(Beginning of Records shown)

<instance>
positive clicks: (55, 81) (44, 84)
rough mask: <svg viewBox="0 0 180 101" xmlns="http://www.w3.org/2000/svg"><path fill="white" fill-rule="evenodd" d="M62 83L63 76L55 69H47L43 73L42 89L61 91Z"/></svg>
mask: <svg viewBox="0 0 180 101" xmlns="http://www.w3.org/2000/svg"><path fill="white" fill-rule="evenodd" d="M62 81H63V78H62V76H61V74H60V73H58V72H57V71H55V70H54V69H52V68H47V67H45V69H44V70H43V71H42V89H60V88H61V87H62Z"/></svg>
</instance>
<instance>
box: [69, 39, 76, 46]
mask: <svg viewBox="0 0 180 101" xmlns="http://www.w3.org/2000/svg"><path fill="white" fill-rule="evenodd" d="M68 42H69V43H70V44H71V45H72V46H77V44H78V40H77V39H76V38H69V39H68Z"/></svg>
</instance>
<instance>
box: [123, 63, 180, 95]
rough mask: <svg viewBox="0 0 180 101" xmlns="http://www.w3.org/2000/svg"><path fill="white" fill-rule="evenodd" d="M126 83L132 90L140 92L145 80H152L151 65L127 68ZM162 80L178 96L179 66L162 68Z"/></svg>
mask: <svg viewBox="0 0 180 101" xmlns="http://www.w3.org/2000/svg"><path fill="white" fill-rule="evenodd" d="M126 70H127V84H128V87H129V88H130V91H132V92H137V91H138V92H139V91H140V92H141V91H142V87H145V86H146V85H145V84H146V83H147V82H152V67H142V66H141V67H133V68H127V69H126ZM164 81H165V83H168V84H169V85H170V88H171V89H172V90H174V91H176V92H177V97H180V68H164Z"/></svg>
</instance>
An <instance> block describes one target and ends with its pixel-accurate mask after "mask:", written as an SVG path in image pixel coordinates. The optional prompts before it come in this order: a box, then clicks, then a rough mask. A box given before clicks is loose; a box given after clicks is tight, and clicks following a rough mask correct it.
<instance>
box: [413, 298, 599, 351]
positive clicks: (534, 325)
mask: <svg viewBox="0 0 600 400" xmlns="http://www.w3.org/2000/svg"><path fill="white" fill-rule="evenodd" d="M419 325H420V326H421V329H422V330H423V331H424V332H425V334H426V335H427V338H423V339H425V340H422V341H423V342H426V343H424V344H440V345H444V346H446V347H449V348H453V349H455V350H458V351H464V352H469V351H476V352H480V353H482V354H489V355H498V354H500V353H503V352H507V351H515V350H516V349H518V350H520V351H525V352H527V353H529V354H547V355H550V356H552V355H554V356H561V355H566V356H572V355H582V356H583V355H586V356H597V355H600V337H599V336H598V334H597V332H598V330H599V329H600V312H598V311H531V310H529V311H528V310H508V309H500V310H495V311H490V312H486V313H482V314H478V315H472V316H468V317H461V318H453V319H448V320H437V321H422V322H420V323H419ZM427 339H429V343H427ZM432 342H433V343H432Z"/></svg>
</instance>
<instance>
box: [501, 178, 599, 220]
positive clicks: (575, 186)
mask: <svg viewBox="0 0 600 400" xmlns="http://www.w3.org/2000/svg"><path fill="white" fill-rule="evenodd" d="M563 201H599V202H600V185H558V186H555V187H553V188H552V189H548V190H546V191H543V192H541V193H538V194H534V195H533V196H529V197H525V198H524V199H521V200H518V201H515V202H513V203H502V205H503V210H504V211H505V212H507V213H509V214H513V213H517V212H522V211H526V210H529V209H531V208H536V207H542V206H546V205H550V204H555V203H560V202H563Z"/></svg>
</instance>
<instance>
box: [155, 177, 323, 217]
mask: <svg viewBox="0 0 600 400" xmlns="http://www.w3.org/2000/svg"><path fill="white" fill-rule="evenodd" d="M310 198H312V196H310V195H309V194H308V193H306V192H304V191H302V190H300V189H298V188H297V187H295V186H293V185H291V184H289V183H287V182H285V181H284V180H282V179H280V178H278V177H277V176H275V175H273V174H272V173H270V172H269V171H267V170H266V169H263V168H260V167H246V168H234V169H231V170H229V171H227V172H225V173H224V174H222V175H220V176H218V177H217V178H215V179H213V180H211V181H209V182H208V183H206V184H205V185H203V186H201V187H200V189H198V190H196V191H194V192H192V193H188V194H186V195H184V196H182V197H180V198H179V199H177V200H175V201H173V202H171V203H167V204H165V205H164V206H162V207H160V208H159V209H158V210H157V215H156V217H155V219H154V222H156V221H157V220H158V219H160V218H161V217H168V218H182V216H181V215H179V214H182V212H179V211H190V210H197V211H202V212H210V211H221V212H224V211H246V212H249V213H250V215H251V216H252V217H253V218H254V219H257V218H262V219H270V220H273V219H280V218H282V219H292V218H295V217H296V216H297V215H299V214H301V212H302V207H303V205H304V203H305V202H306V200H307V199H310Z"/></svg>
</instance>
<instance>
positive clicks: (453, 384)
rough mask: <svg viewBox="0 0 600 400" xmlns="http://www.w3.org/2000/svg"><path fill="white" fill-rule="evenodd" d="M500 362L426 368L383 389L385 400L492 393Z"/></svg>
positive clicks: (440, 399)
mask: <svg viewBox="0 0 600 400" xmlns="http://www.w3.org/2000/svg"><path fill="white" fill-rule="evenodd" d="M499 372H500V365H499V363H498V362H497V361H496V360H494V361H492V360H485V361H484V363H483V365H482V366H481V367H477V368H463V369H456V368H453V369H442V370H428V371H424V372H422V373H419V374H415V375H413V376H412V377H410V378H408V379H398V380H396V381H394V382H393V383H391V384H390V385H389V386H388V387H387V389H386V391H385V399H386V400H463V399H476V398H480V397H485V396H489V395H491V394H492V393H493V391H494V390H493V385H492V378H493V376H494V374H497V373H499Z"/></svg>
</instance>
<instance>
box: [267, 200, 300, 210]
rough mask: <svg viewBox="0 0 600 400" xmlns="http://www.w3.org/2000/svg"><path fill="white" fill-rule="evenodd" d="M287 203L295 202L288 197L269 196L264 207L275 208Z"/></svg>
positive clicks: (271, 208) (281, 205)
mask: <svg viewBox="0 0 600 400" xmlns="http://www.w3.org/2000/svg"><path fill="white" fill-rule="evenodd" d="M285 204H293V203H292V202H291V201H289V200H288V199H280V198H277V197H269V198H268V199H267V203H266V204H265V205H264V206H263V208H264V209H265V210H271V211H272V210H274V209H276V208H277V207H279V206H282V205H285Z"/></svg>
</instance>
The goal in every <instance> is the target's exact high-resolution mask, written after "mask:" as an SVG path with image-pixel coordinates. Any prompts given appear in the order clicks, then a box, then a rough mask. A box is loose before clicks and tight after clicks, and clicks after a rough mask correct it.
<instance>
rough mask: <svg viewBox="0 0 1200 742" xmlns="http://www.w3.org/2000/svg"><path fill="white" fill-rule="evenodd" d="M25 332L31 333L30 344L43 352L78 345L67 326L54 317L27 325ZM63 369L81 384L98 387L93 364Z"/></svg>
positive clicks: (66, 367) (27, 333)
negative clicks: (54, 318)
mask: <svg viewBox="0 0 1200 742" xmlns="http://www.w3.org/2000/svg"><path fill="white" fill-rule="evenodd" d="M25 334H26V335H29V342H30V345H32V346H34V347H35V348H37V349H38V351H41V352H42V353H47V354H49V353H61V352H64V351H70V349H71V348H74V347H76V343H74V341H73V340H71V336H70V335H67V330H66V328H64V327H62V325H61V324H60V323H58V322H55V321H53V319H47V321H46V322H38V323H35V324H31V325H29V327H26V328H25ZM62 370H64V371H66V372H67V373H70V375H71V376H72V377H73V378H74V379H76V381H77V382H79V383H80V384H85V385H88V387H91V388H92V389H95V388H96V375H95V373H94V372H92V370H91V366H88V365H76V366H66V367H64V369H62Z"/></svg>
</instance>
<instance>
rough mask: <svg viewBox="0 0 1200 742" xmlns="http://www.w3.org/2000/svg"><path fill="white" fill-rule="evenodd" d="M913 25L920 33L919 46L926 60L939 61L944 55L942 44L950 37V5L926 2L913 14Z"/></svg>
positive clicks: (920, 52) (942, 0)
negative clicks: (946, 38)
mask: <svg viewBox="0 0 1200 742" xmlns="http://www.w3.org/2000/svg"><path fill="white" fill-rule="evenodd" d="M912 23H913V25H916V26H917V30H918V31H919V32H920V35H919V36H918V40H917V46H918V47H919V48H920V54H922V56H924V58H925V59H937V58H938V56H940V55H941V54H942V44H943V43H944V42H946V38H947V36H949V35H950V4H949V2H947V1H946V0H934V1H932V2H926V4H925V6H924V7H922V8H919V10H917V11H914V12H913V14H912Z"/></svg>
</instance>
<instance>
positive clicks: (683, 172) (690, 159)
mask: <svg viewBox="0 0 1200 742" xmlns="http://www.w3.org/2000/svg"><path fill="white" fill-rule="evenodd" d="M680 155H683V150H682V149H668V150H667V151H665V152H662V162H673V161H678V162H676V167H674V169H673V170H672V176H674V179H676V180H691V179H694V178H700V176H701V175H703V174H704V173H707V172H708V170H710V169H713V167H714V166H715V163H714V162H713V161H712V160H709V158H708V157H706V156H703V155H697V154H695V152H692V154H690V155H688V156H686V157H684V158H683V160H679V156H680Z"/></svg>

(End of Records shown)

Task goal:
Copy out exactly the lines that begin at the one with "negative clicks: (946, 38)" and end at the close of the material above; nothing else belongs in the answer.

Answer box:
negative clicks: (946, 38)
mask: <svg viewBox="0 0 1200 742" xmlns="http://www.w3.org/2000/svg"><path fill="white" fill-rule="evenodd" d="M912 23H913V25H916V26H917V30H918V31H919V32H920V35H919V36H918V40H917V46H918V47H919V48H920V54H922V56H924V58H925V59H937V58H938V56H940V55H941V54H942V44H943V43H944V42H946V38H947V36H949V35H950V4H949V2H947V1H946V0H934V1H932V2H926V4H925V6H924V7H922V8H919V10H917V11H914V12H913V14H912Z"/></svg>
</instance>
<instance>
positive clicks: (683, 172) (690, 159)
mask: <svg viewBox="0 0 1200 742" xmlns="http://www.w3.org/2000/svg"><path fill="white" fill-rule="evenodd" d="M680 155H683V150H682V149H668V150H667V151H665V152H662V162H673V161H678V162H676V167H674V169H673V170H672V176H674V179H676V180H691V179H694V178H700V176H701V175H703V174H704V173H707V172H708V170H710V169H713V167H714V166H715V163H714V162H713V161H712V160H709V158H708V157H706V156H703V155H697V154H695V152H692V154H690V155H688V156H686V157H684V158H683V160H679V156H680Z"/></svg>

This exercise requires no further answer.